#### Requirement
Using the data below, determine the number of lines that include the string "leaf". Write only that number.

#### Input data

- - - -

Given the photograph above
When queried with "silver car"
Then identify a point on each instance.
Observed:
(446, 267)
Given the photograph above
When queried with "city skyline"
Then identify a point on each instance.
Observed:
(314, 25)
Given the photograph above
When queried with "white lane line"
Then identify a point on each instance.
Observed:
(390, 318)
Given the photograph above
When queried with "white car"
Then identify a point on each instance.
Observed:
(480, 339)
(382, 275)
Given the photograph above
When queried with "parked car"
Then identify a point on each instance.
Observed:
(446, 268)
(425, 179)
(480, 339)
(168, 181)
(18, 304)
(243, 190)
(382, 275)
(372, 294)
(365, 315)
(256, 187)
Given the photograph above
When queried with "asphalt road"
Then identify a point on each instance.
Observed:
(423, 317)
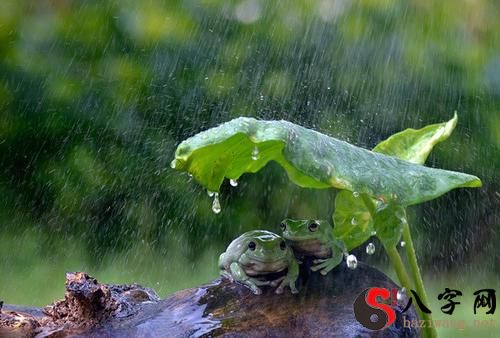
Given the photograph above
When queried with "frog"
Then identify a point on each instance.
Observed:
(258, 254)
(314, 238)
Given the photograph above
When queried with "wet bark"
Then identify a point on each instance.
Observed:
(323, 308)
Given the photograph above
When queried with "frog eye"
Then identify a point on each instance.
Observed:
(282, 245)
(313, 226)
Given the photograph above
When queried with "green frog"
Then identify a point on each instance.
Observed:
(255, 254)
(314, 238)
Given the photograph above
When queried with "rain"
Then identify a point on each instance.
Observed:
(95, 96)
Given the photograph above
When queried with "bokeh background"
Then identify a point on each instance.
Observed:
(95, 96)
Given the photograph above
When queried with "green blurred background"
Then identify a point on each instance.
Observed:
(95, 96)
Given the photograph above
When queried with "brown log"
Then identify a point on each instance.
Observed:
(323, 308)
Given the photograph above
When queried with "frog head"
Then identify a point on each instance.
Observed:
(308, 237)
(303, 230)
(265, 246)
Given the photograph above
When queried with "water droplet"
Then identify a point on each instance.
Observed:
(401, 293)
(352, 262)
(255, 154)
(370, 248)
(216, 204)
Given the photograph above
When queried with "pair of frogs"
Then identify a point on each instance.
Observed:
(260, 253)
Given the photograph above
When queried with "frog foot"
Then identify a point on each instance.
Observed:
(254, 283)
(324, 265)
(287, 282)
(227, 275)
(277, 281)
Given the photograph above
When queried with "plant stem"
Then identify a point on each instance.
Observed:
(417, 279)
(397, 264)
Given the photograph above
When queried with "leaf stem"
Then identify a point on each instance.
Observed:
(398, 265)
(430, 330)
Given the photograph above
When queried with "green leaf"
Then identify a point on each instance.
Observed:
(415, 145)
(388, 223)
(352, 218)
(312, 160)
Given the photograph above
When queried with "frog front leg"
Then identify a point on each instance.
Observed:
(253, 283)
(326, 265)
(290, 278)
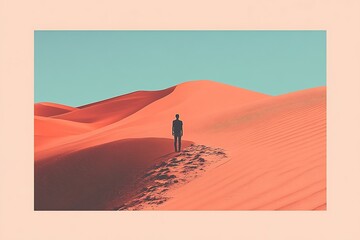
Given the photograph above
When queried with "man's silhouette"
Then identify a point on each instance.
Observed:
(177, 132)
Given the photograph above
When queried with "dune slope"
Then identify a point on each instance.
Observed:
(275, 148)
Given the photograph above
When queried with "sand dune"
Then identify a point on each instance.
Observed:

- - - -

#### Reply to the task
2